Perguntas a responder –
[1] Reescreva em forma de lista o parágrafo do texto sobre a vacinação obrigatória que começa por "Há diversos aspetos", mantendo os factos principais.
[2] Enumere todas as doenças referidas na citação do abaixo-assinado que surge no texto sobre a vacinação obrigatória.
[3] Extraia do texto sobre a vacinação obrigatória o trecho entre "Quero com isto" e "de beber álcool.", inclusive.

Texto fornecido –

Chamem-me o que quiserem
Henrique Monteiro
Contra a vacinação obrigatória
Atenção que o título os pode levar ao engano. Assim como o alarido à volta da epidemia do sarampo também. Um dos males deste mundo moderno é querer arranjar soluções a quente, sem refletir, sem medir convenientemente os prós e os contra. O abaixo-assinado a favor da obrigatoriedade da toma de vacinas até pode ter razão. Mas este é o pior momento para se decidir o que quer que seja. Não é em cima de climas emocionais, nomeadamente provocados pelo falecimento de uma jovem, que se constroem consensos sólidos.
Basta pensar nisto: se a vacinação fosse obrigatória e uma criança falecesse no âmbito de uma reação alérgica a uma vacina, mais ou menos as mesmas pessoas se mobilizariam contra a obrigatoriedade de vacinar. Como muito bem disse o ministro da Saúde, que tem mostrado excelente bom senso, antes de mais este é um problema de liberdade individual que pode ou não ser coartado pela lei. No entanto, não pode ser como reação a um acontecimento ou, pura e simplesmente, porque as pessoas agora querem ter opinião sobre o assunto.
Os promotores do abaixo-assinado afirmam razões com as quais pessoalmente concordo. Por exemplo: “Porque não queremos voltar a temer doenças como a tuberculose, o sarampo, a escarlatina ou a tosse convulsa (…) vimos pedir que seja pensada a obrigatoriedade da vacinação de todas as crianças – e apenas das vacinas que constam do Plano Nacional de Vacinação, que sabemos ser um dos mais robustos da Europa”. No entanto, o que lemos em todos os jornais e o que ouvimos em todos os rádios e televisões é que a petição defende a vacinação obrigatória. Na verdade, apenas defende que essa solução seja pensada. Eis no que estou fundamentalmente de acordo.
Quero com isto dizer que as transações entre os direitos dos indivíduos e os deveres de um Estado não são sempre muito claras
Há diversos aspetos que tolhem a nossa liberdade individual que são obrigatórios para a nossa segurança e a dos outros. O cinto de segurança é um caso, embora aqui possa sempre haver a alternativa de não andar de carro, coisa que alguém que não queira vacinar-se ou vacinar os seus não tem. Há outras, em que o SNS gasta muito dinheiro e não proíbe, como o alcoolismo ou o tabagismo. Parece-me bem que o não faça. E, embora aqui não haja o perigo de contágio propriamente dito, há o chamado contágio social. Ou seja, se nenhuma criança vir adultos a fumar, jamais lhe ocorreria fumar. E o mesmo no caso de beber álcool.

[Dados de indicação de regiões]
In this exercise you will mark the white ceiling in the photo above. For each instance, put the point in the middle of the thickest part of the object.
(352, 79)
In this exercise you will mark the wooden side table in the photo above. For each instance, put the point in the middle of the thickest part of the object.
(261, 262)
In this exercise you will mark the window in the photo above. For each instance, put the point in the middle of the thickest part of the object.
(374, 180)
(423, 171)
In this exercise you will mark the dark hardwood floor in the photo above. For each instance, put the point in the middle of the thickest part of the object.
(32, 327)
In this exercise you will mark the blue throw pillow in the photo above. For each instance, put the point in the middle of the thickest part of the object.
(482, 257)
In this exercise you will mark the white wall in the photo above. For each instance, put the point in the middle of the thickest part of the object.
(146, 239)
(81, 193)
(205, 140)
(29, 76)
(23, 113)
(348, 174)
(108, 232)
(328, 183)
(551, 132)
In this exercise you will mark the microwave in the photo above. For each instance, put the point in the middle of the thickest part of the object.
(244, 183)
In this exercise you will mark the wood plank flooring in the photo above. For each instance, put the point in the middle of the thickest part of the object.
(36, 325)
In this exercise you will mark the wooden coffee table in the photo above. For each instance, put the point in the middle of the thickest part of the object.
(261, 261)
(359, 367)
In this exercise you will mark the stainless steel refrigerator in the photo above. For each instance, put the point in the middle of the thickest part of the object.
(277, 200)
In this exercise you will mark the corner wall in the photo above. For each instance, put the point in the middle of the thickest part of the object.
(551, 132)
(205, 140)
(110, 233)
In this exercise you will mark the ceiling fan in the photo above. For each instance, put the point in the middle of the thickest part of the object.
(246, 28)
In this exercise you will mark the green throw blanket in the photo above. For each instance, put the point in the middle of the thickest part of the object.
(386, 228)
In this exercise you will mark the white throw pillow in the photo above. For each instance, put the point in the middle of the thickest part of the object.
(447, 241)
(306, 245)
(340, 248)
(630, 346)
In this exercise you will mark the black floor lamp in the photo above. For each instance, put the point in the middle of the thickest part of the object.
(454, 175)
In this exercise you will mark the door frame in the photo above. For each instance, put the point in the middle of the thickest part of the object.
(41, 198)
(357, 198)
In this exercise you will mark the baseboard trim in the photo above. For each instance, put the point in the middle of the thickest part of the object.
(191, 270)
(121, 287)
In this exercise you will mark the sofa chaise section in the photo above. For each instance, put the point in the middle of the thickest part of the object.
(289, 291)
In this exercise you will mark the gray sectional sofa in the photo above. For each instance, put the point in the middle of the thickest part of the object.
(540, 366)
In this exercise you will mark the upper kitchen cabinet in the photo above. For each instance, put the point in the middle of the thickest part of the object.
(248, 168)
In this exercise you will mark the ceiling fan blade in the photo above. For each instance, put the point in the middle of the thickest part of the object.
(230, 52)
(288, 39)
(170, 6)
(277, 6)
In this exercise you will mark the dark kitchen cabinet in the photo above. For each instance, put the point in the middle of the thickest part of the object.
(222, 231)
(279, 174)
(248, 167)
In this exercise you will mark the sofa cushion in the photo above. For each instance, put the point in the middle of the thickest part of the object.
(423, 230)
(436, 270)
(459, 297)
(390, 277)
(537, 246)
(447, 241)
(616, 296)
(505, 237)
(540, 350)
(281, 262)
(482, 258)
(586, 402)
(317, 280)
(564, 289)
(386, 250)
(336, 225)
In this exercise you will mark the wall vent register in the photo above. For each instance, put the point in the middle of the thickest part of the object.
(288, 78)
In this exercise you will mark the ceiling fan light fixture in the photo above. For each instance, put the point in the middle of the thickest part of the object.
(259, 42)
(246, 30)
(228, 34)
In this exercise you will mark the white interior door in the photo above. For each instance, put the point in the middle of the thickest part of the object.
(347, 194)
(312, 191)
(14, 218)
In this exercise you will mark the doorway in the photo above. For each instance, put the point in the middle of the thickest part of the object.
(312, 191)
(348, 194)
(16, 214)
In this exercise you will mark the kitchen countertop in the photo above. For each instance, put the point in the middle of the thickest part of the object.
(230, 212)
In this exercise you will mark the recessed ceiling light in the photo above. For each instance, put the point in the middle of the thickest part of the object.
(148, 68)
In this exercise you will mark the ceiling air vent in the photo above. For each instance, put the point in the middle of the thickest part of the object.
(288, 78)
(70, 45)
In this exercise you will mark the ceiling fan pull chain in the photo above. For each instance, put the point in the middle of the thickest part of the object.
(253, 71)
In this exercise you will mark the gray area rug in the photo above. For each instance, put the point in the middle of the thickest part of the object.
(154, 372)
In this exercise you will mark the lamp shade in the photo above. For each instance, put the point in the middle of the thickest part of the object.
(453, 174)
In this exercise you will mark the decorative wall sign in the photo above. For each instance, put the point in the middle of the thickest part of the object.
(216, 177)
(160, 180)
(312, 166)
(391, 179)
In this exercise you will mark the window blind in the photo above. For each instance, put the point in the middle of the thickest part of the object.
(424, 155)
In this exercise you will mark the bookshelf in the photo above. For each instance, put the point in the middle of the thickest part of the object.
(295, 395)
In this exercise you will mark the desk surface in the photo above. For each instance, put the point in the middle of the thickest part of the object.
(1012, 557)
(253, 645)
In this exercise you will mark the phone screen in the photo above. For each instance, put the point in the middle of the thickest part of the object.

Respostas por ordem –
[1]
- Várias obrigações limitam a liberdade individual para garantir a segurança de cada um e dos outros.
- Um exemplo é o cinto de segurança. Neste caso existe a alternativa de não andar de carro, o que não acontece com quem não quer vacinar-se ou vacinar os seus.
- Noutros casos, como o alcoolismo e o tabagismo, o SNS gasta muito dinheiro mas não proíbe, e o texto considera que faz bem.
- Nesses casos não há contágio propriamente dito, mas há contágio social: uma criança que nunca visse adultos a fumar ou a beber álcool jamais pensaria em fazê-lo.

[2]
- tuberculose
- sarampo
- escarlatina
- tosse convulsa

[3]
Quero com isto dizer que as transações entre os direitos dos indivíduos e os deveres de um Estado não são sempre muito claras
Há diversos aspetos que tolhem a nossa liberdade individual que são obrigatórios para a nossa segurança e a dos outros. O cinto de segurança é um caso, embora aqui possa sempre haver a alternativa de não andar de carro, coisa que alguém que não queira vacinar-se ou vacinar os seus não tem. Há outras, em que o SNS gasta muito dinheiro e não proíbe, como o alcoolismo ou o tabagismo. Parece-me bem que o não faça. E, embora aqui não haja o perigo de contágio propriamente dito, há o chamado contágio social. Ou seja, se nenhuma criança vir adultos a fumar, jamais lhe ocorreria fumar. E o mesmo no caso de beber álcool.